• _EXCERPTED PASSAGE_:

Hey!
Long time no see. It’s been a month since I’ve returned to Tyumen. I won't bore you with the details, but it was an amazing month. Here are three takeaways:
Growing hair that long took me about a year. It’s a great example of how we should treat ourselves when learning something new. We get better over time, not over one night.
Being away from home for over six months gave me answers to all kinds of questions. A huge amount of uninterrupted time alone allows to think things over and take a precise look at your life. So if you’re having a hard time deciding what to do with your life, pack up and go somewhere alone.
The more events happen, the more focused I am, the slower time seems to run. One month at home feels like half a year. So much done! And yet so many points are left to do. At least tonight I will cross writing this email off the list.
How have you been recently? What’s up? If you’re new here, feel free to say “hey” at evgeny@lepekhin.me. I may not answer right away, but I definitely will.
Insight of the week. Marketing is BS
Marketing is everywhere. Someone's ad is targeted at you when you're taking shit. Someone is trying to sell you their stuff right now while you're reading this post. Brands have gone too far playing this marketing game. It stopped being funny. It has become more of a burden.
People are tired of marketing. Badly. Especially of the one that teaches how to live your life, treat your kids, or become a better version of yourself. They say, "You're imperfect. Do this and you'll become that. Buy this thing and it'll empower you to do those cool things." All kind of bullshit like this is ubiquitous. It's all over the place.
Brands keep selling magic pills when people know it's a myth. Fuck them.
No surprise we're so tired of marketing. No one likes to be taken for a fool. People have learned most of marketing tricks they used to fall prey to. They don't fall for them anymore. But most marketers are too short-sighted to see that. So they keep pushing.
People don't want to be manipulated or be taken advantage of anymore. They seek respect, trust, and care. They look for help, support, and understanding. They have always been looking for those things, long before marketing was invented. People want to see they're heard.
To put it simply, marketing is any communication between a brand and a customer. However, most of the time you don't even know you're a customer. Brands simply push something towards you without asking: an email, a message, a call, an advertisement.
You're no longer taking an active part in this play. You're an impersonal audience they sell to. You are to watch and choose between Y and N buttons. That's your role when it comes to marketing today. No one give a shit what you need.
Marketing is not about selling by force. It's about selling to the right people by fitting their needs and solving their problems the way they expect.
Marketing is not about bombarding people with calls and emails. It's about talking to the right person as if it was a private meaningful conversation with a friend which is in need right now.

• _AVAILABLE DATA_:
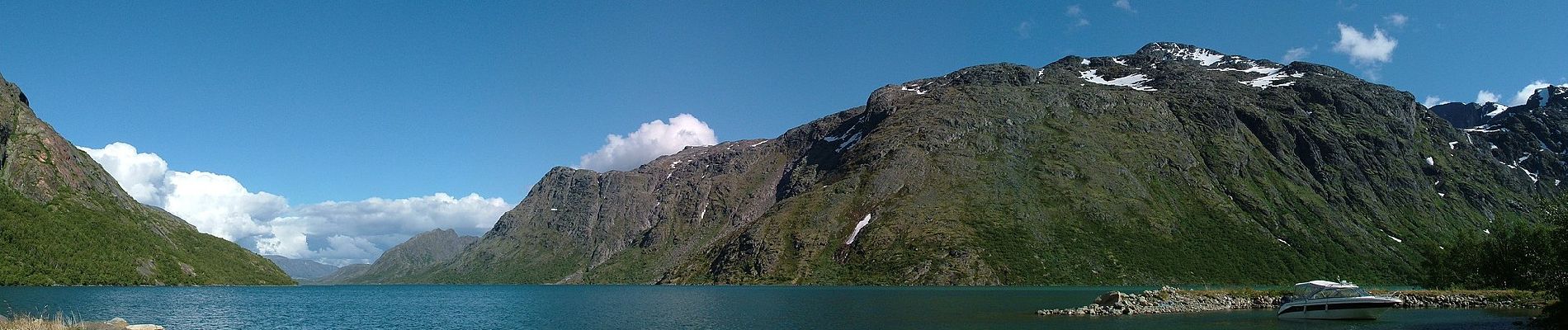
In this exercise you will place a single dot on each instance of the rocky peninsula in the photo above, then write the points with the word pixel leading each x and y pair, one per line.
pixel 1170 299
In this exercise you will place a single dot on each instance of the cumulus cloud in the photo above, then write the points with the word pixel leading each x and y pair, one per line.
pixel 1296 54
pixel 1023 29
pixel 1524 94
pixel 1366 50
pixel 1125 5
pixel 1076 13
pixel 649 141
pixel 1485 96
pixel 329 232
pixel 1396 19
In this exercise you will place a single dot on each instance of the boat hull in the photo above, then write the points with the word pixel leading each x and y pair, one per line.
pixel 1348 309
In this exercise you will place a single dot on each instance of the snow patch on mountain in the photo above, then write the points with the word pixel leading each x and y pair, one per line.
pixel 1136 82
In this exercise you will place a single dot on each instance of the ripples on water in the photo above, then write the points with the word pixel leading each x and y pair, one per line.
pixel 658 307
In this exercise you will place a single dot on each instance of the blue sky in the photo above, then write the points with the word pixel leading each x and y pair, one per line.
pixel 348 101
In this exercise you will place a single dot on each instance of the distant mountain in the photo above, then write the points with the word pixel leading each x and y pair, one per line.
pixel 301 270
pixel 64 221
pixel 345 272
pixel 1529 138
pixel 418 254
pixel 1468 115
pixel 1170 165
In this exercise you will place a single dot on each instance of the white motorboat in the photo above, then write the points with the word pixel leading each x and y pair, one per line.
pixel 1322 299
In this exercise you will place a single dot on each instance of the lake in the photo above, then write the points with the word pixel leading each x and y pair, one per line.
pixel 658 307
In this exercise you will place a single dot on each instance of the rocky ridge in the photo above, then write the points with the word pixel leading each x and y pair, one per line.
pixel 64 221
pixel 1175 163
pixel 416 254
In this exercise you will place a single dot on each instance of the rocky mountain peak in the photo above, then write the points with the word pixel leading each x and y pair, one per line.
pixel 1550 96
pixel 1184 52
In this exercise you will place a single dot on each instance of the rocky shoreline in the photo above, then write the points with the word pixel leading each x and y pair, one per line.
pixel 1170 299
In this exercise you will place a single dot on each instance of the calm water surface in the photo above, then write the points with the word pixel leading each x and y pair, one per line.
pixel 659 307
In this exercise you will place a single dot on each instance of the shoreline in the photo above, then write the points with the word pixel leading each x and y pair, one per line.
pixel 1170 299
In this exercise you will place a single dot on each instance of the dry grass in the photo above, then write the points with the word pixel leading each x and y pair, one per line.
pixel 59 321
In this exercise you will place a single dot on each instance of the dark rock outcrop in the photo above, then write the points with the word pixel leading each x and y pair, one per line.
pixel 1175 163
pixel 64 221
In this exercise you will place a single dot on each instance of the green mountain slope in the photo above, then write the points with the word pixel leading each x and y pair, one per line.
pixel 1172 165
pixel 64 221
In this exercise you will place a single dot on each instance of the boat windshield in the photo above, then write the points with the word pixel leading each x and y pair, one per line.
pixel 1329 293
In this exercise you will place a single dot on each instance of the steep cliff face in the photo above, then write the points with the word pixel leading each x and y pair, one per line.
pixel 1170 165
pixel 64 221
pixel 1531 136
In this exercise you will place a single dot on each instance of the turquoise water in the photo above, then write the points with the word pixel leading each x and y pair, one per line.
pixel 658 307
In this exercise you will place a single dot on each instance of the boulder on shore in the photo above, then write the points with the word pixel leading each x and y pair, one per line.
pixel 1109 299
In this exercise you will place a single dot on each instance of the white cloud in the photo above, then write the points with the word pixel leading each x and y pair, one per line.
pixel 1023 29
pixel 1524 94
pixel 329 232
pixel 1074 12
pixel 649 141
pixel 1296 54
pixel 1125 5
pixel 1485 96
pixel 1366 50
pixel 140 174
pixel 1396 19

• _YOUR ASSIGNMENT_: According to the newsletter above, brands push certain things toward people without asking. List every one of those things that it names.

• _TASK OUTPUT_: An email, a message, a call, an advertisement